EXERCISE REQUIREMENTS: Copy the data exactly as it appears, and do not include any pictures.
::::::::::
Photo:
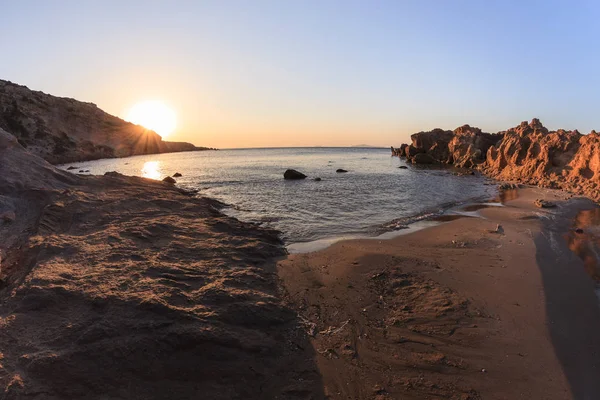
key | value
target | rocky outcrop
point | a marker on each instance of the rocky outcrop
(62, 130)
(527, 153)
(464, 147)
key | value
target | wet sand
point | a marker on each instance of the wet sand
(456, 310)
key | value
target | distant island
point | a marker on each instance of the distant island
(62, 130)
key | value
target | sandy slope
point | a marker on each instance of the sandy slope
(423, 315)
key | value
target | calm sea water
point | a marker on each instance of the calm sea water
(363, 201)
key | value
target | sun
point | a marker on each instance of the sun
(154, 115)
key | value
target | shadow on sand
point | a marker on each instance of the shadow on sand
(572, 307)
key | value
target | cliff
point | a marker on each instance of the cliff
(62, 130)
(527, 153)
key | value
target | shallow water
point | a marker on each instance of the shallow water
(363, 201)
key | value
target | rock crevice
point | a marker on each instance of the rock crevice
(528, 153)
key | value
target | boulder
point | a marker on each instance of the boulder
(292, 174)
(8, 217)
(540, 203)
(423, 158)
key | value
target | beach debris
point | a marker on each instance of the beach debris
(8, 216)
(332, 330)
(541, 203)
(329, 353)
(292, 174)
(508, 186)
(309, 327)
(378, 390)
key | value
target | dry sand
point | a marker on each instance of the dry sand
(125, 288)
(456, 311)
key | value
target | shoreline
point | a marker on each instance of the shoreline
(455, 309)
(128, 287)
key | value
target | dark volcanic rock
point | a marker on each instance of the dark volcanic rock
(63, 130)
(292, 174)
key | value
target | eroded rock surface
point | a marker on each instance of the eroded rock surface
(527, 153)
(116, 287)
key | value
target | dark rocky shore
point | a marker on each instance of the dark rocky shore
(527, 153)
(116, 287)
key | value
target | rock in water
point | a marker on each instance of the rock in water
(423, 158)
(293, 174)
(544, 204)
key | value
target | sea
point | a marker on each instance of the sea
(374, 198)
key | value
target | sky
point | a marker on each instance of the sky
(259, 73)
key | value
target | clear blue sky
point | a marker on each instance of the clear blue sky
(283, 72)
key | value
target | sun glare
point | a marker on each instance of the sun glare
(154, 115)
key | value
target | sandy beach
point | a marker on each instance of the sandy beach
(117, 287)
(456, 311)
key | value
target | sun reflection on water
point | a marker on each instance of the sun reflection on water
(151, 169)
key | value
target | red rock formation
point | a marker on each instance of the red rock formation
(527, 153)
(465, 147)
(563, 159)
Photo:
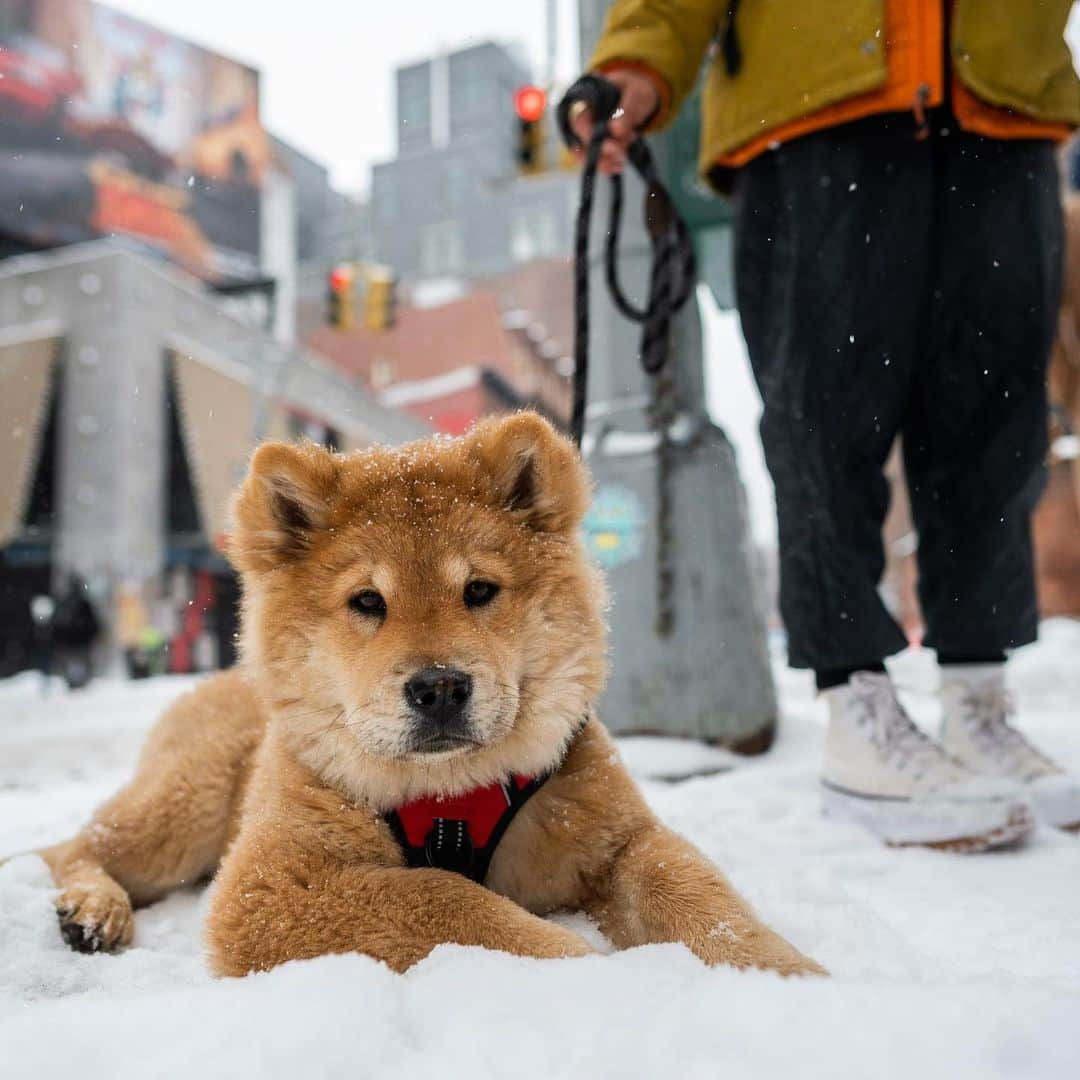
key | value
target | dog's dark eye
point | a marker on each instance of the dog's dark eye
::::::::::
REPLY TO THE TASK:
Photo:
key | value
target | rocky outcrop
point | a marker on each instance of the rocky outcrop
(62, 130)
(527, 153)
(464, 147)
key | value
target | wet sand
point | a marker on each instance of the wet sand
(456, 310)
key | value
target | distant island
point | a marker on each instance of the distant island
(62, 130)
key | value
target | sandy slope
point | a marker on each instance of the sandy slope
(423, 315)
key | value
target | calm sea water
point | a marker on each instance of the calm sea water
(363, 201)
key | value
target | sun
point | a marker on each instance of the sun
(154, 115)
key | value
target | shadow on sand
point | a marker on each instance of the shadow on sand
(572, 307)
key | value
target | cliff
point | a marker on each instance of the cliff
(62, 130)
(527, 153)
key | value
target | shallow water
point | a marker on each instance of the shallow water
(363, 201)
key | value
target | rock crevice
point | a marker on each instance of the rock crevice
(528, 153)
key | value
target | boulder
point | a marker on each instance of the boulder
(292, 174)
(8, 217)
(540, 203)
(423, 158)
key | value
target | beach debris
point | a marker on each instance of the beach debris
(8, 216)
(332, 330)
(541, 203)
(329, 353)
(292, 174)
(508, 186)
(309, 327)
(378, 390)
key | value
target | dry sand
point | a marker on each instance of the dry sand
(125, 288)
(456, 311)
key | value
target | shoreline
point | a marker on each instance of the shoreline
(455, 309)
(128, 287)
key | value
target | dark volcanic rock
point | a marker on each instance of the dark volcanic rock
(63, 130)
(292, 174)
key | value
target | eroded rock surface
point | a marker on each instance of the eroded rock surface
(527, 153)
(116, 287)
key | value
target | dark rocky shore
point | a marker on each instance of the dark rocky shore
(527, 153)
(116, 287)
key | value
target | rock in water
point | a marker on each instance of the rock in water
(423, 158)
(293, 174)
(544, 204)
key | value
target | sea
point | a marker on each instance of the sea
(374, 198)
key | value
target | sky
point | a marker on each instance of the sky
(259, 73)
key | value
target | clear blue sky
point | a marker on each instance of the clear blue sky
(283, 72)
key | value
target | sun glare
point | a marker on each instance of the sun glare
(154, 115)
key | value
target | sandy beach
point | a marker on each instance of the sandy beach
(117, 287)
(456, 311)
key | value
target | sun reflection on water
point | a marker on each instance of the sun reflection on water
(151, 169)
key | value
target | red rock formation
point | a marker on each instance of the red rock formation
(527, 153)
(465, 147)
(563, 159)
Photo:
key | value
target | dog's dark eye
point | a marker on each instance of the dog's dark eye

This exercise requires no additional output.